WHAT TO DO: Transcribe every one of the lines below verbatim, keeping each character and line break unchanged.

Source records
-- -- --
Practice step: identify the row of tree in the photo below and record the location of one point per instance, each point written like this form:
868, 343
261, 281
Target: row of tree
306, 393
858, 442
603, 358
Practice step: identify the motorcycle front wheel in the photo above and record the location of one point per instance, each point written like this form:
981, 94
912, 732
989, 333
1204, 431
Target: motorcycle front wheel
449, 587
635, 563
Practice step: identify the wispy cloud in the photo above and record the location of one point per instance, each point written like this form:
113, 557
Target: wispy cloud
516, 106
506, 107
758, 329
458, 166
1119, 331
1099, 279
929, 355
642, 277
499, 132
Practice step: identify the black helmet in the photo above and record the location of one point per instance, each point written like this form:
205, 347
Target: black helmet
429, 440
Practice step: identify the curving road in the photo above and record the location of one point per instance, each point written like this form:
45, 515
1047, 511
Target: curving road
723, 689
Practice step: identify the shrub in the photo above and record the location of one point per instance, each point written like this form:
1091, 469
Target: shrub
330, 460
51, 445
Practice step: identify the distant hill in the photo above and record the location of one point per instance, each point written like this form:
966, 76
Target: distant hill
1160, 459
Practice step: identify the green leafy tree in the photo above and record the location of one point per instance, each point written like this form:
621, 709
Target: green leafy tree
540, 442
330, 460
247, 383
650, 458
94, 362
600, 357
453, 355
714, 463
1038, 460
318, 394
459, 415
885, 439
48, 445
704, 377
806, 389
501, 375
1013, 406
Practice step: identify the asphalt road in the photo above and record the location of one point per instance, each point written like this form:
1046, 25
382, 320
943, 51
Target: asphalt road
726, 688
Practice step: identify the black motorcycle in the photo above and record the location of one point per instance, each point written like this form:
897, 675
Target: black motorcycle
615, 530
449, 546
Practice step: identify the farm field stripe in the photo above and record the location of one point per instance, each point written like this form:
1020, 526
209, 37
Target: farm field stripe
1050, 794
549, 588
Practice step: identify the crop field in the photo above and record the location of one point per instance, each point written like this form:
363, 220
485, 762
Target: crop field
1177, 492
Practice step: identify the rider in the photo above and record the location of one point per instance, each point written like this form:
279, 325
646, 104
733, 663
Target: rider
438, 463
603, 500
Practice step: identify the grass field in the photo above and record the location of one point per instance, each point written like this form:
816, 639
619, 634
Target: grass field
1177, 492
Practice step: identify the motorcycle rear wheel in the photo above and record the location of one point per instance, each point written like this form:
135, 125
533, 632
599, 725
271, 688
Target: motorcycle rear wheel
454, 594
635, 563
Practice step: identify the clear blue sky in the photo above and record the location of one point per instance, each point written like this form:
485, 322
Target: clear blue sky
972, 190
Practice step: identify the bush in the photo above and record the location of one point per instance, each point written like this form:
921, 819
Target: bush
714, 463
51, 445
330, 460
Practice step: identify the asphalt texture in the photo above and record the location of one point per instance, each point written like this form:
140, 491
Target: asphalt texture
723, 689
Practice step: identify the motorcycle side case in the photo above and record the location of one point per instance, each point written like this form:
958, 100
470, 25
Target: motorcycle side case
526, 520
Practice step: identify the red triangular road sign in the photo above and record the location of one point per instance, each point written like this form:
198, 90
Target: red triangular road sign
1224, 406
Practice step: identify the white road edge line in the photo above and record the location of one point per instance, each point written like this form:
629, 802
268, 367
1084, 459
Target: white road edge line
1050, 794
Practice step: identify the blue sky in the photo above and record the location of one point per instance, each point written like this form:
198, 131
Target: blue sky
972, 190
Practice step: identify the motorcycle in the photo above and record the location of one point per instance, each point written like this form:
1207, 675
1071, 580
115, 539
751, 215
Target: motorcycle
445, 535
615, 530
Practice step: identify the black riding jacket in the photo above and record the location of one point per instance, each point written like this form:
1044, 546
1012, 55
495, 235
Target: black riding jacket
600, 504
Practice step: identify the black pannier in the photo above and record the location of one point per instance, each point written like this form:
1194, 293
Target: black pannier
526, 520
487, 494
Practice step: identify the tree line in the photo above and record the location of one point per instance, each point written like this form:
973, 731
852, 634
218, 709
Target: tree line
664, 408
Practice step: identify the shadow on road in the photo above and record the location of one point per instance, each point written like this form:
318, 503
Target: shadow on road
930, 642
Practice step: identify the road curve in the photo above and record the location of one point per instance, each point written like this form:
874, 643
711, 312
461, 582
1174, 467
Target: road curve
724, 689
-- -- --
ANSWER TO THE TASK:
Practice step: identify the row of tree in the photo below and record the location of one point per instance, each point written like this form:
868, 343
261, 281
Target: row of tree
306, 393
858, 442
603, 358
Practice step: identify the motorcycle front wheel in the photo above and record the location of one point per instance, each point written like this form:
981, 94
912, 732
989, 333
1204, 431
Target: motorcycle front wheel
449, 587
635, 563
Practice step: identify the wispy cloud in the photo above and record the location of one point per instance, each point written like this form:
113, 557
Target: wispy cloud
516, 106
506, 107
758, 329
458, 166
1119, 331
1099, 279
929, 355
642, 277
499, 132
Practice step: identify the black helmet in the photo above and record the location of one point per instance, each point written like this form:
205, 347
Target: black helmet
429, 440
Practice step: identify the curving road in the photo above and record the location of one point per instance, each point written like this form:
45, 515
1047, 511
Target: curving road
723, 689
Practice step: identify the shrub in the photo above and record the location of one point per instance, each point written like this form:
1091, 469
Target: shrub
330, 460
51, 445
Practice step: identify the distant hill in the photo above and record the location of one point per instance, each point written like this form:
966, 76
Target: distant hill
1160, 459
Practice step: identify the green leafy tree in the photo above and record the location of one point per instance, each point written like this form:
621, 709
Target: green leafy tree
540, 442
330, 460
247, 383
650, 458
94, 362
600, 357
453, 355
714, 463
1038, 460
318, 394
459, 415
885, 439
48, 445
704, 377
806, 389
501, 375
1013, 406
Practice step: identify the asphalt road in the photo above and record the location of one point per instance, each point written like this form:
1046, 25
382, 320
943, 51
Target: asphalt road
726, 688
Practice step: identify the black motorcycle in the photo above and record the location of one point per instance, each point written like this form:
897, 675
Target: black motorcycle
615, 530
449, 546
Practice step: identify the farm field stripe in the photo above and record the location of one point per instance, each point written like this form:
1020, 526
209, 37
Target: farm field stripe
1050, 794
549, 588
Practice step: identify the crop field in the photo above and record the location of one point per instance, each point written like this form:
363, 220
485, 762
Target: crop field
1177, 492
Practice step: identify the rider in the photo above and record the location of one point per instance, each point written like this form:
279, 325
646, 104
733, 663
Target: rider
438, 463
603, 500
Practice step: identify the grass field in the photo above and record the location of one point per instance, each point written like this form:
816, 639
619, 634
Target: grass field
1177, 492
Practice step: identify the motorcycle rear wheel in the photo above and record the location of one point per instance, each point written like this form:
135, 125
533, 632
599, 725
271, 688
Target: motorcycle rear wheel
454, 594
635, 563
Practice step: identify the clear blue sky in the photo above and record the location of one point per instance, each point written like this form:
485, 322
Target: clear blue sky
972, 190
Practice step: identify the bush in the photo above and record the location of one point per instance, each point written like this form:
921, 819
Target: bush
714, 463
51, 445
330, 460
Practice step: identify the asphalt texture in the photo above and record the location of one point per instance, each point written like this form:
140, 491
Target: asphalt texture
723, 689
Practice step: identify the motorcycle side case in the photo above and record the location of one point per instance, each point written like this form:
958, 100
470, 25
Target: motorcycle side case
526, 520
Practice step: identify the red triangular road sign in the photo above and record the location of one point per instance, each point written like this form:
198, 90
Target: red triangular road sign
1224, 406
Practice step: identify the white road edge line in the photo above and record the location of one point per instance, each point written like this form:
629, 802
268, 367
1084, 459
Target: white road edge line
1050, 794
Practice step: identify the blue sky in the photo above and record the location of one point per instance, each point written like this form:
198, 131
Target: blue sky
972, 190
Practice step: identify the motorcycle in the photo above and record the location of one point per instance, each point written like this form:
1207, 675
1071, 580
115, 539
751, 215
Target: motorcycle
445, 535
615, 530
Practice step: identify the black riding jacket in the photo above and record the location of one point per instance, each point written like this form:
1044, 546
1012, 55
495, 235
Target: black riding jacket
600, 504
Practice step: identify the black pannier in the photo above and record the location of one point per instance, each point written like this form:
1194, 293
Target: black pannier
526, 520
487, 494
Practice step: identify the tree line in the photo above and record the location of one point per instance, each point written like this form:
973, 731
852, 634
218, 709
Target: tree line
664, 408
Practice step: identify the shadow on road in the photo above and record the location of one point per instance, each point written like this form:
318, 503
Target: shadow on road
930, 642
Practice step: identify the road curve in the photo above and record the location of one point per instance, each point written like this form:
874, 643
711, 312
461, 582
1174, 467
Target: road curve
724, 689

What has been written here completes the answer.